Opgeslagen vermeldingen

——————————

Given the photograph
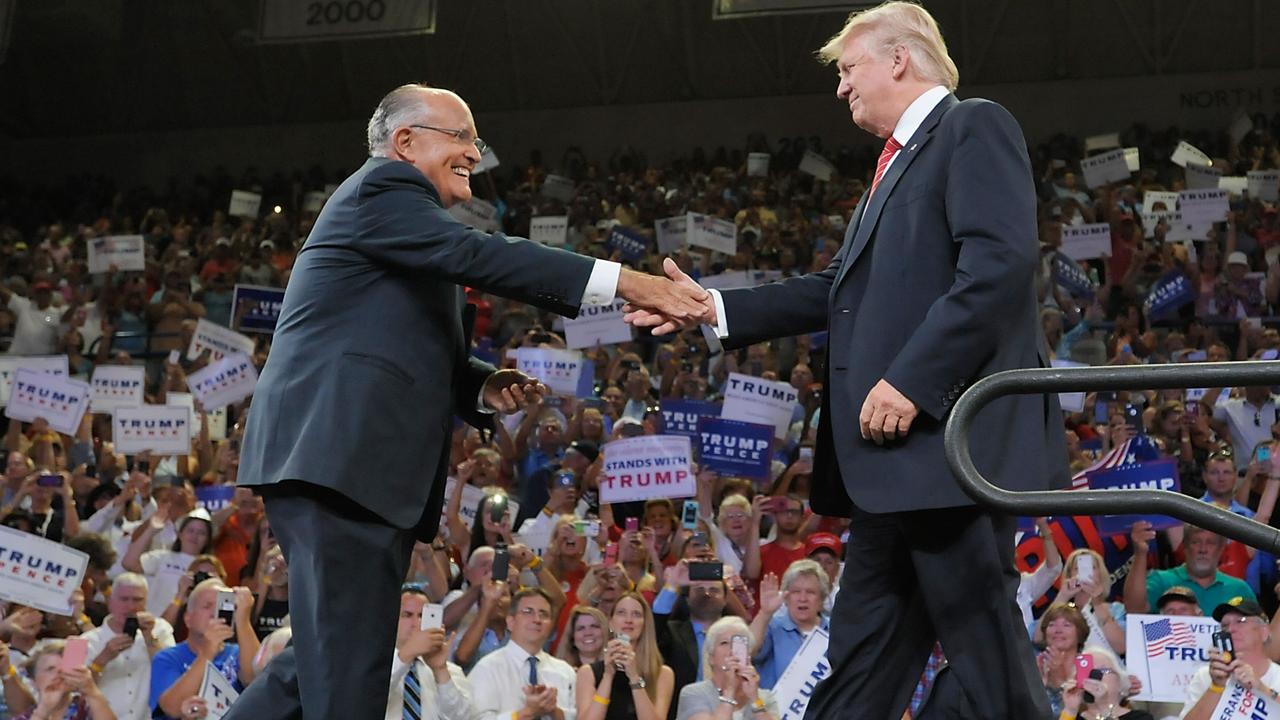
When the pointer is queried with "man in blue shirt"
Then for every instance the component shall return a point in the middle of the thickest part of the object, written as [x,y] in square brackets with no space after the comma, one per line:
[177,673]
[776,637]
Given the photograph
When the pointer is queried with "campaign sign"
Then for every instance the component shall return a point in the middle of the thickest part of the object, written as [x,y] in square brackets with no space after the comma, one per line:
[124,251]
[218,692]
[681,417]
[39,573]
[1203,206]
[9,364]
[712,233]
[1072,277]
[245,204]
[164,429]
[1087,242]
[1242,703]
[117,386]
[796,683]
[767,402]
[1152,474]
[58,399]
[227,381]
[558,369]
[734,447]
[1169,292]
[1165,651]
[597,324]
[256,309]
[647,466]
[630,244]
[214,497]
[672,233]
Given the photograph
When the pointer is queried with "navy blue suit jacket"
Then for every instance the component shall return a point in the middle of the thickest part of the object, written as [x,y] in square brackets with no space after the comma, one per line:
[370,360]
[932,290]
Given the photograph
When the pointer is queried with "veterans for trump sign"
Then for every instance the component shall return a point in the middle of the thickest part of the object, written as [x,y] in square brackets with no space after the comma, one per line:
[647,466]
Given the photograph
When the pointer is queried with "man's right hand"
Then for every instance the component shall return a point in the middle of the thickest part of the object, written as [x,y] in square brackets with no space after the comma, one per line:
[664,305]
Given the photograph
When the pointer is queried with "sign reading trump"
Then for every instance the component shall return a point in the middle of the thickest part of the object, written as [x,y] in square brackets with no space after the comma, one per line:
[647,466]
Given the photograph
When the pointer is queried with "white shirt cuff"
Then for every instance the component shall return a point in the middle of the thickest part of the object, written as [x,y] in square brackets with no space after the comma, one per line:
[721,320]
[602,287]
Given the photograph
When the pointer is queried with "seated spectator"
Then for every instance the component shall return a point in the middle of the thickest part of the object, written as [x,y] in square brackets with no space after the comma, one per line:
[1102,693]
[730,682]
[1249,665]
[423,679]
[776,637]
[122,661]
[65,695]
[583,639]
[1200,573]
[521,679]
[178,671]
[1065,633]
[629,680]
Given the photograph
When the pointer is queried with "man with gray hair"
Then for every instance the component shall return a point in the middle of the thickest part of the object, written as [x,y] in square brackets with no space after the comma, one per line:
[122,648]
[348,436]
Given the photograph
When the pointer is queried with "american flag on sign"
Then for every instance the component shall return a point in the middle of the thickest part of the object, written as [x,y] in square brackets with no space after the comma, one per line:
[1165,633]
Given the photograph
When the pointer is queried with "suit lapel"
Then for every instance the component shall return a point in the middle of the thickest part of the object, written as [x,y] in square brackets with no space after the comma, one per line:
[905,156]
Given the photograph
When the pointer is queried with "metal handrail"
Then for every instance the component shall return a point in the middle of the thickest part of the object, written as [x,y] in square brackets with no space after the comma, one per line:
[1107,501]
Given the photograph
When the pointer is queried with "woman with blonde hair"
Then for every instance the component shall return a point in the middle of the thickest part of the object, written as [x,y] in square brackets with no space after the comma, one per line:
[630,680]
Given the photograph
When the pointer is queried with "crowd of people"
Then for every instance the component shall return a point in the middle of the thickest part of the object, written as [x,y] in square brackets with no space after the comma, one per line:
[560,605]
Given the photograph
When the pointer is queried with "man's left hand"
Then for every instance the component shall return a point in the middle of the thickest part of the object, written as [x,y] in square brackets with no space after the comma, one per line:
[887,414]
[507,391]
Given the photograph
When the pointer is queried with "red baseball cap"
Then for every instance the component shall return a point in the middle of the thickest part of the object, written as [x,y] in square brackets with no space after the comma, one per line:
[823,541]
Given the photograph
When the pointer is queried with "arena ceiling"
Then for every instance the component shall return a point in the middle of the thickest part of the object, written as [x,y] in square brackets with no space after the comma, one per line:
[90,67]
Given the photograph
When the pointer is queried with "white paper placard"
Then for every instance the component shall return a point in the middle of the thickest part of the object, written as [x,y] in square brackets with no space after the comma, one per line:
[227,381]
[712,233]
[245,204]
[1087,242]
[164,429]
[1203,206]
[58,399]
[549,229]
[53,364]
[672,233]
[1187,153]
[476,213]
[817,165]
[218,340]
[1106,168]
[558,188]
[558,369]
[767,402]
[1264,185]
[597,324]
[124,251]
[39,573]
[647,466]
[117,386]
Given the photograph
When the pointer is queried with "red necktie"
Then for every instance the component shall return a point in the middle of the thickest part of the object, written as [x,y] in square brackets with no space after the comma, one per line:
[891,147]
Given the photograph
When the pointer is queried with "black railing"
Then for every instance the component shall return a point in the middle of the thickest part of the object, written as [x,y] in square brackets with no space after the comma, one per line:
[1107,501]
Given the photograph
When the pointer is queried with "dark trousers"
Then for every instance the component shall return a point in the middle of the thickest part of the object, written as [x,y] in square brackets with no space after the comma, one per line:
[914,578]
[346,568]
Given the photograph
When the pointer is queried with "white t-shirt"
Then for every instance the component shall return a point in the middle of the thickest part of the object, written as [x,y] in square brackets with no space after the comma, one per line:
[163,568]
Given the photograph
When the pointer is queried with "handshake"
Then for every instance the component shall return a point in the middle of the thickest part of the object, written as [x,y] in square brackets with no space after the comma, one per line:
[664,304]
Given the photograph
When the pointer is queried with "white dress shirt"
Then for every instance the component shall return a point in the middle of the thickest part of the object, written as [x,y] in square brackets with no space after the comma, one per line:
[451,701]
[903,132]
[503,677]
[126,680]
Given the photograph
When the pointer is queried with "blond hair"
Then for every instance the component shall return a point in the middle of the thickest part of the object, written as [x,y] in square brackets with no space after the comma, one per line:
[899,23]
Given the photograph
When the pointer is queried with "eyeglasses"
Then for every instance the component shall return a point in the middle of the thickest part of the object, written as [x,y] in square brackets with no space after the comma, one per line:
[460,135]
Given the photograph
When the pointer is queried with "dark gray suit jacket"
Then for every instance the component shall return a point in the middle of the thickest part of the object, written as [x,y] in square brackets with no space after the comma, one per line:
[370,359]
[932,290]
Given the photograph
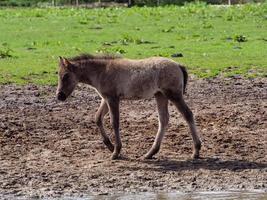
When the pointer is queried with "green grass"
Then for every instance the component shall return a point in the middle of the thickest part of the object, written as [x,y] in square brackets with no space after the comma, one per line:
[213,40]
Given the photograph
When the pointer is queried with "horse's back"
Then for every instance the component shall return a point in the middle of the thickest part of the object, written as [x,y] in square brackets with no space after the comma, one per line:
[145,77]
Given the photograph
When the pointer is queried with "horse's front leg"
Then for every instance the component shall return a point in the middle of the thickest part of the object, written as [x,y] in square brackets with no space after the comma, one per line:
[102,111]
[113,104]
[163,116]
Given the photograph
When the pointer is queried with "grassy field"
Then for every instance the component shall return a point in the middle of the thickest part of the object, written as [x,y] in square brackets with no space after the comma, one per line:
[213,40]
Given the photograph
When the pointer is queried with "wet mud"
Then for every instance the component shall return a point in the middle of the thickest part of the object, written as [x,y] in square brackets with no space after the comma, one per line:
[52,149]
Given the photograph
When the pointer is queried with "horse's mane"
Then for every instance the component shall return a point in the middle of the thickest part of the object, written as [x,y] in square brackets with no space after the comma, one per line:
[84,57]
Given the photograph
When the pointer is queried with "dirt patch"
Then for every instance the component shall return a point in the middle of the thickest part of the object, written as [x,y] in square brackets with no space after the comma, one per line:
[50,148]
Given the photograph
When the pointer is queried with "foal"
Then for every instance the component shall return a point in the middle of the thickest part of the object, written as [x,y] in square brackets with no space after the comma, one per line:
[116,78]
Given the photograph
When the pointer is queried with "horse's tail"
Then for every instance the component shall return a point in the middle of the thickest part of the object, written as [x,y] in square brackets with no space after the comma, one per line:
[185,76]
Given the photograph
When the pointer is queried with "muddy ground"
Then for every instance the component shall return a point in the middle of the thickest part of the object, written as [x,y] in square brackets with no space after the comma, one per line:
[49,148]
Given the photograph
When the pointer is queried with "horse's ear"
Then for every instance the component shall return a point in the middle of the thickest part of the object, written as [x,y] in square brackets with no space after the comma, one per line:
[64,62]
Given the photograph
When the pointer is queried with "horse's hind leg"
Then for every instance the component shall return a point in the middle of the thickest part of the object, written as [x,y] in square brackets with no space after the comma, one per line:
[179,102]
[162,105]
[102,111]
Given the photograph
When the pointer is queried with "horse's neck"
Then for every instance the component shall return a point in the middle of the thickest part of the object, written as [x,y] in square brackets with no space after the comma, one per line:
[90,72]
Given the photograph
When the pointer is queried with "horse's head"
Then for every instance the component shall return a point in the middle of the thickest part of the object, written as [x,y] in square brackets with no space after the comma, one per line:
[67,79]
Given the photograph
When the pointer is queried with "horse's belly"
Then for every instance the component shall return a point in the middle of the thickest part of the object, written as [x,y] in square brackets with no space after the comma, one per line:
[139,93]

——————————

● **Doel van de taak**:
Tel in hoeveel regels van de rijen hierboven het woord "dark" voorkomt, waarbij hoofdletters en kleine letters als verschillend gelden. Geef alleen dat aantal.

● **Uitgewerkte oplossing**:
2